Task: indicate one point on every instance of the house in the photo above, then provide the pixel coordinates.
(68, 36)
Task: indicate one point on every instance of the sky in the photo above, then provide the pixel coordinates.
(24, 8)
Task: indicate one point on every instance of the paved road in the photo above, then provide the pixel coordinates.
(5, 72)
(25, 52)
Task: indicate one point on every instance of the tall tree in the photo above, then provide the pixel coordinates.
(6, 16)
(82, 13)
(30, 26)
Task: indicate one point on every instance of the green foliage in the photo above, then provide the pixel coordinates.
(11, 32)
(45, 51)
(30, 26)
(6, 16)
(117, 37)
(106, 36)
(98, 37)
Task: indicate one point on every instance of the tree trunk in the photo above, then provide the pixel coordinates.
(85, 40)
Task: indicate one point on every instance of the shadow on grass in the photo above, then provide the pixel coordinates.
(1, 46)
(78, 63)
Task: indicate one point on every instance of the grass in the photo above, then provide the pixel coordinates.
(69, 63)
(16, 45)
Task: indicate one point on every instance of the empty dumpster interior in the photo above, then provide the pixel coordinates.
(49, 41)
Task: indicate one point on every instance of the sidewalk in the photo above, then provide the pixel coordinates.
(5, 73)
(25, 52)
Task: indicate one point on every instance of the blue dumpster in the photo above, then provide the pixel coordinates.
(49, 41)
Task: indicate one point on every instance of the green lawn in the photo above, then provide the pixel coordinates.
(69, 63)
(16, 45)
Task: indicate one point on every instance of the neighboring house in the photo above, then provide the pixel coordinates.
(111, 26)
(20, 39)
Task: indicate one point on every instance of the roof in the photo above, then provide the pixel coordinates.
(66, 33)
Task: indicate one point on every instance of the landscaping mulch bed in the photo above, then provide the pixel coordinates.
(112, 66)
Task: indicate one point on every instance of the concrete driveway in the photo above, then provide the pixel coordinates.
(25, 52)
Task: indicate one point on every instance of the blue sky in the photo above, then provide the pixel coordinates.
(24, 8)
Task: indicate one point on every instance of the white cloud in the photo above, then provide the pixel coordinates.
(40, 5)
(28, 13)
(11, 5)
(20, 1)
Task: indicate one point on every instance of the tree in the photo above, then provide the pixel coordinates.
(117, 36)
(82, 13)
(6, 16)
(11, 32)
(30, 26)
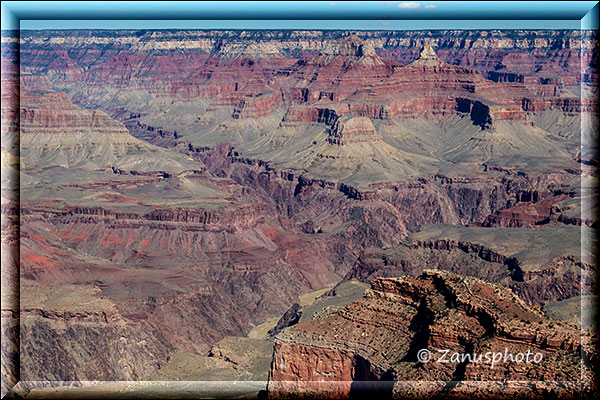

## Instructions to follow:
Exclude all images and restate the records above word for word.

## Task output:
Task: indicate one point on every instance of the house in the photo above, then provide the pixel coordinates.
(68, 36)
Task: indicate one point on every instance of the sky in the photo above, then provide the pixel coordinates.
(24, 8)
Task: indicate one point on every instance of the paved road in the photo above, then provide the pixel coordinates.
(5, 72)
(25, 52)
Task: indicate one point on every instance of the tall tree in the photo above, then provide the pixel coordinates.
(6, 16)
(82, 13)
(30, 26)
Task: indicate one point on every instance of the green foliage in the photo above, then provide the pixel coordinates.
(11, 32)
(45, 51)
(30, 26)
(6, 16)
(117, 37)
(106, 36)
(98, 37)
Task: indicate one point on every instance of the tree trunk in the photo above, then provide the pixel coordinates.
(85, 40)
Task: indicate one point on every instance of the shadow on grass in the photo above, then provide the pixel coordinates.
(1, 46)
(78, 63)
Task: indicate one point on every instance of the grass in the photo above, then provide the pixel coordinates.
(69, 63)
(16, 45)
Task: indicate one point on every instance of the empty dumpster interior in the photo above, then provide the pixel coordinates.
(49, 41)
Task: indicate one point on every instance of the sidewalk in the photo above, then provide the pixel coordinates.
(5, 73)
(25, 52)
Task: indicate one point on every instance of the blue dumpster in the photo above, then provide the pixel coordinates.
(49, 41)
Task: indicate one point on every instance of the green lawn in the photo above, then provide the pixel coordinates.
(69, 63)
(16, 45)
Task: indicate one point on every instance of the neighboring house in the photo above, then provide the pixel coordinates.
(111, 26)
(20, 39)
Task: indicate one point on every instance of the roof in the photo above, then provide the pixel coordinates.
(66, 33)
Task: indicate one point on every instance of the landscaping mulch bed in the photo above, then provide the pixel coordinates.
(112, 66)
Task: indicate one point on every instance of the concrete driveway in the photo above, then provide the pixel coordinates.
(25, 52)
Task: indicate one point on every instance of the blue sky in the photo above, then provide the pixel coordinates.
(24, 8)
Task: indicate one point on every instance of the white cloud in the photo above, then provide the pixel coordinates.
(40, 5)
(28, 13)
(11, 5)
(20, 1)
Task: indicate one point on every instance of the tree in the photo above, then provide the pixel coordinates.
(117, 36)
(82, 13)
(6, 16)
(11, 32)
(30, 26)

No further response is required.